───── PASSAGE SHOWN ─────

In many parts of the country, it’s time to start up the wood burning fireplace or wood stove for a little extra heat. Before you succumb to your primal urges and set even a single log ablaze, be certain you’ve taken the steps required to make the fires you start this season as successful—and safe—as possible.
Hire a Chimney Sweep
Book a pro to give your chimney and hearth its annual physical. A certified chimney sweep will inspect your masonry, flue liner, chimney cap, and venting system to make sure everything’s clean, clear, and up to code. You can locate a sweep through many ways.
Test Your Gear
Shine a flashlight on the damper and try it out a few times to make sure it opens and closes tightly. Most wood burning fireplaces have a metal grate to cradle firewood up off the bottom so air can circulate around the logs; if the grate is cracked or sagging, replace it. Sparks can fly into living areas through ripped screens or mesh that doesn’t close all the way; prevent injury and damage by lubricating or replacing worn-out mesh.

───── SOURCE DATA ─────

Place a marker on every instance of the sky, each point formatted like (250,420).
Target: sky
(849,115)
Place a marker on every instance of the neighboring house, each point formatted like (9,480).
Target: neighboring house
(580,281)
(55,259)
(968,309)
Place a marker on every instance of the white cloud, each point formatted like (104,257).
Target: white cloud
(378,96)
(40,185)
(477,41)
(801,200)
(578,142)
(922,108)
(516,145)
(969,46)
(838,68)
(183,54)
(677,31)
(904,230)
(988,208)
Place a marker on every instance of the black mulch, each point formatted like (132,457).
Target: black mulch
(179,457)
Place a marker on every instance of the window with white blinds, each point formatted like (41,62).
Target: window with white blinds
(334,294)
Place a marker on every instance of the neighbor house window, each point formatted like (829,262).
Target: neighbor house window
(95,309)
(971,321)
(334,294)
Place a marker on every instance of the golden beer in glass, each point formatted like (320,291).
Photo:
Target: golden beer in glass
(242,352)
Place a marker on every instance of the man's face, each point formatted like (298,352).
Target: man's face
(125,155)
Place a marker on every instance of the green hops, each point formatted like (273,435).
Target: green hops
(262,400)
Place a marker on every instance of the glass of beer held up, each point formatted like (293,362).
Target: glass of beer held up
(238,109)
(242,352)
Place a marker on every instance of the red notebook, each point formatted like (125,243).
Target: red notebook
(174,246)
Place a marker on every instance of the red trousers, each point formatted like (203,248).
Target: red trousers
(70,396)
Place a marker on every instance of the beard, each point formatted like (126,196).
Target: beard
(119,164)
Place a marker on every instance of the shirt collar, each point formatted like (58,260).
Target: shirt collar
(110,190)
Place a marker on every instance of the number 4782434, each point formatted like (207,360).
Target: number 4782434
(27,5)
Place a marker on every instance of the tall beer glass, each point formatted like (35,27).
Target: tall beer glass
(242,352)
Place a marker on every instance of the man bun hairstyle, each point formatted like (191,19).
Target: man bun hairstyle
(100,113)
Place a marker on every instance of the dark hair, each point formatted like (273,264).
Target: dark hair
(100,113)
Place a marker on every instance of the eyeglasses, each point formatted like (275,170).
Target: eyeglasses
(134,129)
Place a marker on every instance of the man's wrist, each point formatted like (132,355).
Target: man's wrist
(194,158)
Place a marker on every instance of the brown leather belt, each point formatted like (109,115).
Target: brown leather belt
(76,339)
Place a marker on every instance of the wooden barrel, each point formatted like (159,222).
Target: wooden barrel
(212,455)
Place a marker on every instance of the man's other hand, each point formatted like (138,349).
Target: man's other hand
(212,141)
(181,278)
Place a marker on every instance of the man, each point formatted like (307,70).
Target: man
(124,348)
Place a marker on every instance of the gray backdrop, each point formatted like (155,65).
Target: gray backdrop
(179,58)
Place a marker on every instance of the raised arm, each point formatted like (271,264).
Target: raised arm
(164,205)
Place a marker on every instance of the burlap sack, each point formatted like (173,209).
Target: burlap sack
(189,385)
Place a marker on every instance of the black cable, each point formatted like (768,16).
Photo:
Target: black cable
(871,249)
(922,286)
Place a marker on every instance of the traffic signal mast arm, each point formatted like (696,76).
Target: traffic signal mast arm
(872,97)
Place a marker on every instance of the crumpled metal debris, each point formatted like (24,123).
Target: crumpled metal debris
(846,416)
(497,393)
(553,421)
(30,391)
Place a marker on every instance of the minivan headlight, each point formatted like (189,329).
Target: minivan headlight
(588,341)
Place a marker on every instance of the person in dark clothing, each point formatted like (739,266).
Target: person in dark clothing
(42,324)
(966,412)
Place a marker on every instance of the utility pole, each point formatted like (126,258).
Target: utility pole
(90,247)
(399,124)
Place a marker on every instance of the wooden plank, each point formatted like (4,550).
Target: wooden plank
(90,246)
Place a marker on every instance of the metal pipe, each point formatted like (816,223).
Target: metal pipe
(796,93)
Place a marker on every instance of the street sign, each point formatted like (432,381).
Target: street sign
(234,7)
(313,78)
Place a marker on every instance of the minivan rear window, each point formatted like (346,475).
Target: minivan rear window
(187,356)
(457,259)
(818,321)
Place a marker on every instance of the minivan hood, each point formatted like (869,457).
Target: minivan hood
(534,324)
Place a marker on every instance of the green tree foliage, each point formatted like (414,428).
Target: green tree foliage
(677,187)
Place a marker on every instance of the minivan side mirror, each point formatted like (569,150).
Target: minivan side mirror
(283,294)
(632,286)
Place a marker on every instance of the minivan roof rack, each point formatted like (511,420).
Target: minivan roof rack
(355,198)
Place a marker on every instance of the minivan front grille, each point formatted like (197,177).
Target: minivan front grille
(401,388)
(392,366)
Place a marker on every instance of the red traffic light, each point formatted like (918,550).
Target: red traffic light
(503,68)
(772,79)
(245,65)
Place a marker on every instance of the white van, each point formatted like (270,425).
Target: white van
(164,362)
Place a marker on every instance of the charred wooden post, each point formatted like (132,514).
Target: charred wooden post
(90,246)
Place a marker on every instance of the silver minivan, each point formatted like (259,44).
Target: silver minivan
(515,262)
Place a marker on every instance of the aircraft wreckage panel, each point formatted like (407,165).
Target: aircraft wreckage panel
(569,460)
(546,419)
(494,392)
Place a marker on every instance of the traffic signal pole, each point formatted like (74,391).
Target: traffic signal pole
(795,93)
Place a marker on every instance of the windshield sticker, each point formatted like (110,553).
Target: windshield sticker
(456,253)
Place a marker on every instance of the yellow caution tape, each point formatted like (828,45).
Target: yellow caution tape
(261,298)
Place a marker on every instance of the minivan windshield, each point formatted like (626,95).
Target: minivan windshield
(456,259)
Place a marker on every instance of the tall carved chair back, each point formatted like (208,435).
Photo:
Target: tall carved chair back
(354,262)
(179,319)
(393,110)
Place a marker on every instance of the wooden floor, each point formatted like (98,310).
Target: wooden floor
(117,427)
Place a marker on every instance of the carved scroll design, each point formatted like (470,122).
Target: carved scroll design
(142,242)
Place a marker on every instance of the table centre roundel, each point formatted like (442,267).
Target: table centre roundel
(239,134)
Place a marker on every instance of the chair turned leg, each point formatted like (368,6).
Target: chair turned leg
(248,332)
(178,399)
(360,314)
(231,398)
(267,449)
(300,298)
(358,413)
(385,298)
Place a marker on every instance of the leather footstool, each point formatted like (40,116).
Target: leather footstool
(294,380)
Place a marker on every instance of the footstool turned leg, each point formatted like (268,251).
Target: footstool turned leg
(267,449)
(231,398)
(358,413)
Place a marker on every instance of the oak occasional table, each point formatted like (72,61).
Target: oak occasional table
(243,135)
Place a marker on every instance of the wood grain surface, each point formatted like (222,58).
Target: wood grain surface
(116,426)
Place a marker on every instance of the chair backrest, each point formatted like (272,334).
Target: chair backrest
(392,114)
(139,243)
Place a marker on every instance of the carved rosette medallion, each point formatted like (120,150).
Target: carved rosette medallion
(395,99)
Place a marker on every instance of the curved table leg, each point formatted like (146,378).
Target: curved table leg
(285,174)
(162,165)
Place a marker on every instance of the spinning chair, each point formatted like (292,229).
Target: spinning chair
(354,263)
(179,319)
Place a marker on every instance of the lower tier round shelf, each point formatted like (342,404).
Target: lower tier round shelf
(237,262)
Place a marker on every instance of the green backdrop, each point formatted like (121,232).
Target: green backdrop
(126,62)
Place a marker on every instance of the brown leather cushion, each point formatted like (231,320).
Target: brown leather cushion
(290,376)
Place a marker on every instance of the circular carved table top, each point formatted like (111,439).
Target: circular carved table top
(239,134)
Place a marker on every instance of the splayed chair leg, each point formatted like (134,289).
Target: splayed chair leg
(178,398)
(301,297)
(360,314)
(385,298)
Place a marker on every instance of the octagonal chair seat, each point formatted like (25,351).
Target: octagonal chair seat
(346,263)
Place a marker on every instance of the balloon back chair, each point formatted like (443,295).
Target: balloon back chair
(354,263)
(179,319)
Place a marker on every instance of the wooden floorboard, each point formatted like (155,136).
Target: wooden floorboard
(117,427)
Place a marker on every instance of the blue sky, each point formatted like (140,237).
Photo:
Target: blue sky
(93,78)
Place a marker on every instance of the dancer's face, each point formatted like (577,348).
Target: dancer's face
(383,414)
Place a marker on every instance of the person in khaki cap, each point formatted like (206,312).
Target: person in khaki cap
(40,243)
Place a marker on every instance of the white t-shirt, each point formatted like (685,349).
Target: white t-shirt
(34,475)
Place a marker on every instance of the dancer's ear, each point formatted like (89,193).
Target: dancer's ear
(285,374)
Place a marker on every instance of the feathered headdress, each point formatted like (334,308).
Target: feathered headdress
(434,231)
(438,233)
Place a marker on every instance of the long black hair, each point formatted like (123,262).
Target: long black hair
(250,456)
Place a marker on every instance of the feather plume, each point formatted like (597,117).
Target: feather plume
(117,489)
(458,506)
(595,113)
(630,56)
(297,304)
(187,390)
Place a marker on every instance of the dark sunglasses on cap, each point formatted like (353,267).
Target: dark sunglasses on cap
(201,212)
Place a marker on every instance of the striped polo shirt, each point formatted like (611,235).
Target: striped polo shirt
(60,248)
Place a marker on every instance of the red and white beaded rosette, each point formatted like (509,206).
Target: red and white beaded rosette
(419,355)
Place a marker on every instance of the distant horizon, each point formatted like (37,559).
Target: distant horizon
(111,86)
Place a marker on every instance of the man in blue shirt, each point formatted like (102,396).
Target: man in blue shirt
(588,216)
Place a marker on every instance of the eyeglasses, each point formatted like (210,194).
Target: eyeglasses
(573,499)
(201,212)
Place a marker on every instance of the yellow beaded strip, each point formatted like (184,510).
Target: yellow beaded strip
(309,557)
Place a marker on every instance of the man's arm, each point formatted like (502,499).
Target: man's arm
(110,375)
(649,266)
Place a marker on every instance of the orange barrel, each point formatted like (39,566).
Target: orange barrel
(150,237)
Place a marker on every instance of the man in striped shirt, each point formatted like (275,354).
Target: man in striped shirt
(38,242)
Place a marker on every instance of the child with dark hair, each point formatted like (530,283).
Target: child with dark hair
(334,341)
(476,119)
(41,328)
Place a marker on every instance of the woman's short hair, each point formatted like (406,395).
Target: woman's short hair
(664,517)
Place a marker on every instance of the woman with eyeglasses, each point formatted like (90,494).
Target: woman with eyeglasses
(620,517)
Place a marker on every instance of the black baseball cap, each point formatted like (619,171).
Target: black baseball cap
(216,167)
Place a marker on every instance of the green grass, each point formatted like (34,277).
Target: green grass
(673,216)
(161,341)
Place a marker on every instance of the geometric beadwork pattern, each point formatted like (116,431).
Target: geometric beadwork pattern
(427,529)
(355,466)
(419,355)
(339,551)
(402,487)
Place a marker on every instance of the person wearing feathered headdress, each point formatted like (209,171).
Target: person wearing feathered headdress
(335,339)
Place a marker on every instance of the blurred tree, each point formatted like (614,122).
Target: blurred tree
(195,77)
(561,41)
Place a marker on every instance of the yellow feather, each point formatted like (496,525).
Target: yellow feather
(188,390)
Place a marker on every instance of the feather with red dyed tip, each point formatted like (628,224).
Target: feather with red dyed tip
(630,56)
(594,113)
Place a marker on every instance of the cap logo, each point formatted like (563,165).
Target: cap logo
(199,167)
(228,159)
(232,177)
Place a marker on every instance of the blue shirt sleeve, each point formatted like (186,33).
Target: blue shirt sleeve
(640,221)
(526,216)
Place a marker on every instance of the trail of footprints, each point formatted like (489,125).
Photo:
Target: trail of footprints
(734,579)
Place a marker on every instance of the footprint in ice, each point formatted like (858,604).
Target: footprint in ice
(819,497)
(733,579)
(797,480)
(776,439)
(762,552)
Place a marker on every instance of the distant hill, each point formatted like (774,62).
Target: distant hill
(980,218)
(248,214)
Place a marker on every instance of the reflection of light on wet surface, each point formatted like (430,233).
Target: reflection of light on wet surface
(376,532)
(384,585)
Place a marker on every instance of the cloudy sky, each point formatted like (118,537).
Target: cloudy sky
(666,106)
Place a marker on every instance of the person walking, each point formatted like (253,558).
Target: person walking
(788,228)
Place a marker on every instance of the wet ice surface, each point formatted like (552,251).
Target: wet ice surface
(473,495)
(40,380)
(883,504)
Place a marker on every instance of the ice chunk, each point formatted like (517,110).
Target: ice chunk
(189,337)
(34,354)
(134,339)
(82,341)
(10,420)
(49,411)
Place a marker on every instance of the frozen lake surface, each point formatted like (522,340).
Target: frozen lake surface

─────

*WRITTEN EXERCISE A*:
Answer these questions about the fireplace safety passage:
(i) Which four things does a certified chimney sweep inspect?
(ii) What should be done with a fireplace grate that is cracked or sagging?
(iii) What should you shine on the damper before testing it?
*WRITTEN EXERCISE B*: Shift the answer coordinates in the entries from the line with "Place a marker on every instance of the cap" through the end of the entries, both ends included. Rewrite every line in that span, requests included, with 27 added to each number of every answer coordinate pair.

*TASK OUTPUT A*:
(i) The masonry, flue liner, chimney cap, and venting system.
(ii) Replace it.
(iii) A flashlight.

*TASK OUTPUT B*:
Place a marker on every instance of the cap logo, each point formatted like (563,165).
Target: cap logo
(226,194)
(255,186)
(259,204)
Place a marker on every instance of the blue shirt sleeve, each point formatted like (186,33).
Target: blue shirt sleeve
(667,248)
(553,243)
Place a marker on every instance of the trail of footprints, each point formatted like (489,125).
Photo:
Target: trail of footprints
(761,606)
Place a marker on every instance of the footprint in ice, each point formatted like (858,604).
Target: footprint in ice
(846,524)
(760,606)
(824,507)
(803,466)
(789,579)
Place a marker on every instance of the distant hill, each point formatted like (774,62).
Target: distant hill
(1007,245)
(275,241)
Place a marker on every instance of the reflection of light on wet surface, each point formatted like (430,233).
Target: reflection of light on wet surface
(403,559)
(411,612)
Place a marker on every instance of the cloudy sky, each point formatted like (118,537).
Target: cloudy sky
(693,133)
Place a marker on every instance of the person walking, each point formatted like (253,558).
Target: person walking
(815,255)
Place a marker on every instance of the wet ice surface, each point formatted like (552,251).
Target: wet ice surface
(500,522)
(67,407)
(910,531)
Place a marker on every instance of the ice chunk, each point formatted like (517,110).
Target: ice chunk
(216,364)
(61,381)
(161,366)
(109,368)
(37,447)
(76,438)
Place a marker on every instance of the frozen lake surface, each point formatted like (522,340).
Target: frozen lake surface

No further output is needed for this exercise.